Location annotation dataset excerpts
......
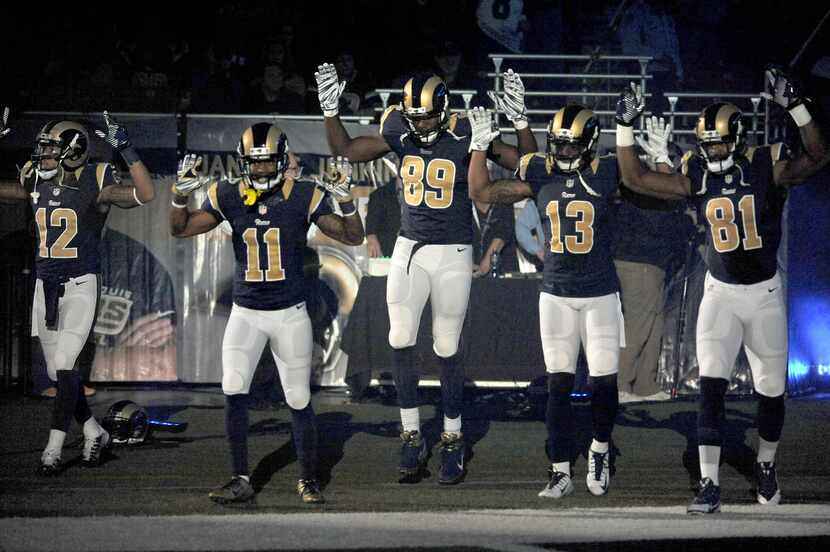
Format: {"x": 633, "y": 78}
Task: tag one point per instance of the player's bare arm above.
{"x": 815, "y": 153}
{"x": 362, "y": 148}
{"x": 9, "y": 190}
{"x": 634, "y": 175}
{"x": 480, "y": 186}
{"x": 347, "y": 228}
{"x": 142, "y": 190}
{"x": 512, "y": 104}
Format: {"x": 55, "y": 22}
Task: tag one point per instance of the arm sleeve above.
{"x": 211, "y": 202}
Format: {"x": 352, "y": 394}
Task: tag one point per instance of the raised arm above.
{"x": 142, "y": 190}
{"x": 9, "y": 190}
{"x": 185, "y": 222}
{"x": 815, "y": 153}
{"x": 347, "y": 228}
{"x": 634, "y": 175}
{"x": 480, "y": 186}
{"x": 512, "y": 104}
{"x": 362, "y": 148}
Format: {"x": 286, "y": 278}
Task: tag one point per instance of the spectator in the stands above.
{"x": 449, "y": 64}
{"x": 652, "y": 239}
{"x": 274, "y": 94}
{"x": 358, "y": 96}
{"x": 530, "y": 235}
{"x": 215, "y": 84}
{"x": 648, "y": 29}
{"x": 493, "y": 232}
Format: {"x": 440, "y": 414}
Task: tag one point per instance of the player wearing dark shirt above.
{"x": 70, "y": 199}
{"x": 269, "y": 214}
{"x": 579, "y": 302}
{"x": 432, "y": 258}
{"x": 739, "y": 192}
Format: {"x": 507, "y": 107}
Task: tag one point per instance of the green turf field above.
{"x": 172, "y": 474}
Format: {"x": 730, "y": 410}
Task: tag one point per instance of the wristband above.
{"x": 800, "y": 115}
{"x": 348, "y": 208}
{"x": 625, "y": 136}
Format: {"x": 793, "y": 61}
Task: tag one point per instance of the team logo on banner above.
{"x": 113, "y": 313}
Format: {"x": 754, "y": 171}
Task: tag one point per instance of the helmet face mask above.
{"x": 60, "y": 143}
{"x": 720, "y": 135}
{"x": 263, "y": 156}
{"x": 127, "y": 423}
{"x": 572, "y": 138}
{"x": 425, "y": 108}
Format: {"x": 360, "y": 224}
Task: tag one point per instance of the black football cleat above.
{"x": 95, "y": 448}
{"x": 50, "y": 464}
{"x": 413, "y": 457}
{"x": 236, "y": 491}
{"x": 707, "y": 500}
{"x": 309, "y": 491}
{"x": 452, "y": 459}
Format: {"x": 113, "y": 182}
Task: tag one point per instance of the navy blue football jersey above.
{"x": 742, "y": 210}
{"x": 69, "y": 219}
{"x": 435, "y": 204}
{"x": 575, "y": 210}
{"x": 268, "y": 240}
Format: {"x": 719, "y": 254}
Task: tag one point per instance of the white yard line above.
{"x": 496, "y": 529}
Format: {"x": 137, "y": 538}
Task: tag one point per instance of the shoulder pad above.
{"x": 684, "y": 162}
{"x": 389, "y": 111}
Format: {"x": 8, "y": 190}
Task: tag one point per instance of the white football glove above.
{"x": 328, "y": 89}
{"x": 512, "y": 104}
{"x": 3, "y": 128}
{"x": 482, "y": 126}
{"x": 657, "y": 145}
{"x": 187, "y": 178}
{"x": 338, "y": 180}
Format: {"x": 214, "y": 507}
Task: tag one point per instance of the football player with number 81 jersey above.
{"x": 432, "y": 258}
{"x": 269, "y": 213}
{"x": 739, "y": 192}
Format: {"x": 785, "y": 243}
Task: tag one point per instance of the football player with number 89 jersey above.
{"x": 739, "y": 192}
{"x": 269, "y": 213}
{"x": 70, "y": 198}
{"x": 579, "y": 301}
{"x": 432, "y": 258}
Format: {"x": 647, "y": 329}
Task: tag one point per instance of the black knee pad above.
{"x": 406, "y": 378}
{"x": 560, "y": 385}
{"x": 559, "y": 417}
{"x": 771, "y": 412}
{"x": 66, "y": 400}
{"x": 712, "y": 412}
{"x": 604, "y": 405}
{"x": 452, "y": 385}
{"x": 236, "y": 428}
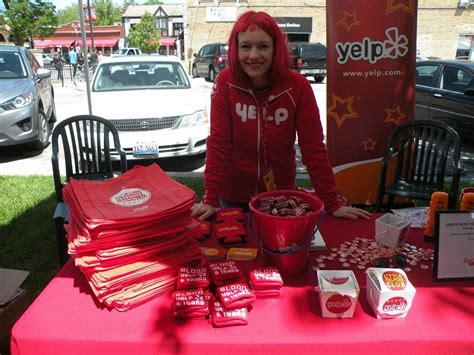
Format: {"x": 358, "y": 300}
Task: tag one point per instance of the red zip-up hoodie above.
{"x": 250, "y": 132}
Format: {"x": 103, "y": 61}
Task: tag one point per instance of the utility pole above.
{"x": 90, "y": 27}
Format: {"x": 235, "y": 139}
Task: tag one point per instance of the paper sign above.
{"x": 454, "y": 249}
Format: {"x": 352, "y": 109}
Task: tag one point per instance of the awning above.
{"x": 42, "y": 43}
{"x": 167, "y": 41}
{"x": 100, "y": 42}
{"x": 104, "y": 42}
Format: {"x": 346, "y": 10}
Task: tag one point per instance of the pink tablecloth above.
{"x": 65, "y": 319}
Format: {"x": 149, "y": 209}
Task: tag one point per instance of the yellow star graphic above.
{"x": 369, "y": 144}
{"x": 394, "y": 115}
{"x": 346, "y": 105}
{"x": 404, "y": 5}
{"x": 349, "y": 20}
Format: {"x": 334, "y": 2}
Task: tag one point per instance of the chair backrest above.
{"x": 423, "y": 149}
{"x": 88, "y": 144}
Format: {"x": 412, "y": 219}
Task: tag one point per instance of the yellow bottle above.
{"x": 467, "y": 202}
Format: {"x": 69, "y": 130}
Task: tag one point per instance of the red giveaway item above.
{"x": 190, "y": 300}
{"x": 233, "y": 213}
{"x": 231, "y": 230}
{"x": 276, "y": 293}
{"x": 205, "y": 228}
{"x": 235, "y": 295}
{"x": 222, "y": 317}
{"x": 265, "y": 278}
{"x": 189, "y": 278}
{"x": 225, "y": 271}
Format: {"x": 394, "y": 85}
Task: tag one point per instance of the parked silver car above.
{"x": 27, "y": 109}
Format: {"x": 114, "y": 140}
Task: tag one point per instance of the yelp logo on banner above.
{"x": 130, "y": 197}
{"x": 395, "y": 46}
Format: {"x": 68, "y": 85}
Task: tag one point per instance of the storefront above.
{"x": 298, "y": 29}
{"x": 104, "y": 38}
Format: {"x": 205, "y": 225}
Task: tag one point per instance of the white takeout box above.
{"x": 391, "y": 230}
{"x": 389, "y": 292}
{"x": 338, "y": 293}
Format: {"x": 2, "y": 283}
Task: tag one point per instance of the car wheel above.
{"x": 44, "y": 131}
{"x": 319, "y": 78}
{"x": 212, "y": 74}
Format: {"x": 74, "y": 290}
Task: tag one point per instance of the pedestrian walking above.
{"x": 58, "y": 65}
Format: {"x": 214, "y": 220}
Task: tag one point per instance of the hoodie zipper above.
{"x": 259, "y": 116}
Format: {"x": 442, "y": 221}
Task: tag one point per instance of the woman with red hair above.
{"x": 258, "y": 105}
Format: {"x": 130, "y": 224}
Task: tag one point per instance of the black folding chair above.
{"x": 86, "y": 143}
{"x": 424, "y": 151}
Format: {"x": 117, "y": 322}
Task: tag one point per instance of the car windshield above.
{"x": 140, "y": 75}
{"x": 121, "y": 51}
{"x": 11, "y": 66}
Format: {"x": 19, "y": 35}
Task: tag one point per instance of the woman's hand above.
{"x": 351, "y": 213}
{"x": 203, "y": 211}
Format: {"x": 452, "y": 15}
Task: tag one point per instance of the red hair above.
{"x": 252, "y": 20}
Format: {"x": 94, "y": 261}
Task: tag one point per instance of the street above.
{"x": 72, "y": 100}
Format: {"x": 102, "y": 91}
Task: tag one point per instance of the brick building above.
{"x": 445, "y": 27}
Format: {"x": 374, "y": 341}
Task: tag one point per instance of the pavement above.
{"x": 71, "y": 99}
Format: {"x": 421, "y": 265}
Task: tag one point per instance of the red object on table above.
{"x": 65, "y": 319}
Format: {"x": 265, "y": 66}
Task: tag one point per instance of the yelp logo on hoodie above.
{"x": 249, "y": 112}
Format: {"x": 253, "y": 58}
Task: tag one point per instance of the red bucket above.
{"x": 285, "y": 241}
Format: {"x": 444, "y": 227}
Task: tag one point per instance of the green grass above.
{"x": 27, "y": 235}
{"x": 27, "y": 238}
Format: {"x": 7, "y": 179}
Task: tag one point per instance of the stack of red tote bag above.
{"x": 130, "y": 234}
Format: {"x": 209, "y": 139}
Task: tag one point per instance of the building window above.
{"x": 465, "y": 47}
{"x": 177, "y": 29}
{"x": 162, "y": 23}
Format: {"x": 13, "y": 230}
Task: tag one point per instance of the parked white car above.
{"x": 149, "y": 100}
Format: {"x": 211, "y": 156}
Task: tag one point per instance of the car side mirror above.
{"x": 469, "y": 92}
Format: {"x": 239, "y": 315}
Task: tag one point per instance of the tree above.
{"x": 69, "y": 14}
{"x": 145, "y": 35}
{"x": 107, "y": 12}
{"x": 30, "y": 19}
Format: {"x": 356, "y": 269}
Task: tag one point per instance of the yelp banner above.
{"x": 371, "y": 49}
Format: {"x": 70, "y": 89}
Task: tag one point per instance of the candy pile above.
{"x": 229, "y": 227}
{"x": 292, "y": 206}
{"x": 364, "y": 253}
{"x": 266, "y": 282}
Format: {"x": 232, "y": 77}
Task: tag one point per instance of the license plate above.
{"x": 145, "y": 148}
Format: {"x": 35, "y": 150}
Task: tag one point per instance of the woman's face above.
{"x": 256, "y": 55}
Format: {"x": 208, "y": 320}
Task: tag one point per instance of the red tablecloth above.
{"x": 64, "y": 319}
......
*WORK TO BE COMPLETED*. Show each line from the items above that contains the string "face". Matching is case-sensitive.

*SOLUTION BELOW*.
Task: tag one point per instance of the helmet face mask above.
Task: tag one point per instance of the woman's face above.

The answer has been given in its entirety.